- _Exercise instructions_
Can you output the records below exactly as they are written?

- _Entries provided_
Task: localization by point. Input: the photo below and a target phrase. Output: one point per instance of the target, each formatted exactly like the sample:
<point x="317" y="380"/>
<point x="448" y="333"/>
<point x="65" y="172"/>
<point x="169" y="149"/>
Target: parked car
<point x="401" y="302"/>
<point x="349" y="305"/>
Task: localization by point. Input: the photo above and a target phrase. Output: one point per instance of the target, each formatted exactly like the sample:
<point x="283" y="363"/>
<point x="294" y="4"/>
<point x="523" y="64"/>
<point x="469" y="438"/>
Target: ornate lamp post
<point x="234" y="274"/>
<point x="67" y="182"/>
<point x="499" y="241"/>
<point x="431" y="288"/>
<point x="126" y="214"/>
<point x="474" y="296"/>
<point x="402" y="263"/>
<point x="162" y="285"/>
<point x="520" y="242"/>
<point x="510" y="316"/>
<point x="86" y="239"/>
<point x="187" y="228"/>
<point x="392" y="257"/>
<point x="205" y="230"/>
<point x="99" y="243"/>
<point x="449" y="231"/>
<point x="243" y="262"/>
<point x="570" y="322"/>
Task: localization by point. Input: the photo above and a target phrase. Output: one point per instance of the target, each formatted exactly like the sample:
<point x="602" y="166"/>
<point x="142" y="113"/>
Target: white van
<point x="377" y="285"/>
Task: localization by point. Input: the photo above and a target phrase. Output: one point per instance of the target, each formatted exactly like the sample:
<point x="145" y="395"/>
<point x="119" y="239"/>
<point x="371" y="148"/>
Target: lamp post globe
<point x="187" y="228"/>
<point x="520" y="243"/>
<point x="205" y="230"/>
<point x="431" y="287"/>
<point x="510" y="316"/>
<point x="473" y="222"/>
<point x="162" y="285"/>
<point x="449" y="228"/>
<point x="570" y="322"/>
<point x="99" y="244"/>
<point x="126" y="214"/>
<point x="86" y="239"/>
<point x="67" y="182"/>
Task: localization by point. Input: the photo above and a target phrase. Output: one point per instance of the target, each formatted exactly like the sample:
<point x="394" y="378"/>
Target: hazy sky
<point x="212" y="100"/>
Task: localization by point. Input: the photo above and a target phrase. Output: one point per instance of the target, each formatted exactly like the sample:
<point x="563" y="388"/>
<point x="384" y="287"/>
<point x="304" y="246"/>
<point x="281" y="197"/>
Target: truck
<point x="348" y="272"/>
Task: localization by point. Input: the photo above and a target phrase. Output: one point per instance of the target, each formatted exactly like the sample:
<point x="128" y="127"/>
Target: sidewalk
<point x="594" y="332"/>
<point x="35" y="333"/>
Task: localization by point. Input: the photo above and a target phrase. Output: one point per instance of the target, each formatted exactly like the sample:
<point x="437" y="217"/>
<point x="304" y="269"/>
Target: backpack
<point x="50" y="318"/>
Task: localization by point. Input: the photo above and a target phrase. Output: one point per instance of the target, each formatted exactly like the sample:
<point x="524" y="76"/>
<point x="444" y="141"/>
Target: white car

- _Exercise answer_
Task: localization by point. Input: the photo below and a target phrase. Output: one point per instance of the target, each formatted exactly like the sample:
<point x="317" y="380"/>
<point x="448" y="333"/>
<point x="65" y="172"/>
<point x="169" y="149"/>
Target: parked car
<point x="401" y="302"/>
<point x="349" y="305"/>
Task: localization by point. Input: the photo above and a target phrase. Output: one point per instance of the target, each formatted exactly like the sample:
<point x="283" y="363"/>
<point x="294" y="4"/>
<point x="523" y="64"/>
<point x="469" y="438"/>
Target: ornate lamp post
<point x="234" y="274"/>
<point x="67" y="182"/>
<point x="499" y="241"/>
<point x="431" y="288"/>
<point x="126" y="214"/>
<point x="474" y="296"/>
<point x="402" y="263"/>
<point x="162" y="285"/>
<point x="520" y="242"/>
<point x="510" y="316"/>
<point x="86" y="239"/>
<point x="187" y="228"/>
<point x="392" y="257"/>
<point x="205" y="230"/>
<point x="99" y="243"/>
<point x="449" y="231"/>
<point x="243" y="262"/>
<point x="570" y="322"/>
Task: localization by point. Input: the photo above and a target phrase. Output: one point per instance of the target, each formatted exactly like the sample:
<point x="602" y="166"/>
<point x="142" y="113"/>
Target: white van
<point x="377" y="285"/>
Task: localization by point. Input: the photo above and a target phrase. Output: one point per instance of the target, each formatted exactly like the sample:
<point x="145" y="395"/>
<point x="119" y="239"/>
<point x="371" y="148"/>
Target: lamp post globe
<point x="187" y="228"/>
<point x="520" y="243"/>
<point x="205" y="230"/>
<point x="431" y="287"/>
<point x="510" y="316"/>
<point x="473" y="222"/>
<point x="162" y="285"/>
<point x="449" y="228"/>
<point x="570" y="322"/>
<point x="99" y="244"/>
<point x="126" y="214"/>
<point x="86" y="239"/>
<point x="67" y="182"/>
Task: localization by point. Input: the photo above and a target phrase. Output: one point per instance of the target, each formatted exactly like the sample:
<point x="394" y="378"/>
Target: hazy sky
<point x="212" y="100"/>
Task: localization by point. Input: the photo above and a target phrase. Output: one point per instance of the target, each formatted exactly like the sample:
<point x="563" y="388"/>
<point x="384" y="287"/>
<point x="304" y="246"/>
<point x="281" y="197"/>
Target: truck
<point x="348" y="272"/>
Task: localization by point. Input: the photo above and a target phrase. Output: one point per instance of the target, each formatted exactly like the sample:
<point x="128" y="127"/>
Target: sidewalk
<point x="594" y="332"/>
<point x="35" y="333"/>
Task: localization by point. Input: the photo above and a target phrase. Output: one point per instance of the target, each formatted exactly like the sample:
<point x="437" y="217"/>
<point x="304" y="269"/>
Target: backpack
<point x="50" y="318"/>
Task: localization by point. Input: the photo above and a target phrase. Output: one point per instance of the target, each formatted exactly like the sample:
<point x="524" y="76"/>
<point x="444" y="141"/>
Target: white car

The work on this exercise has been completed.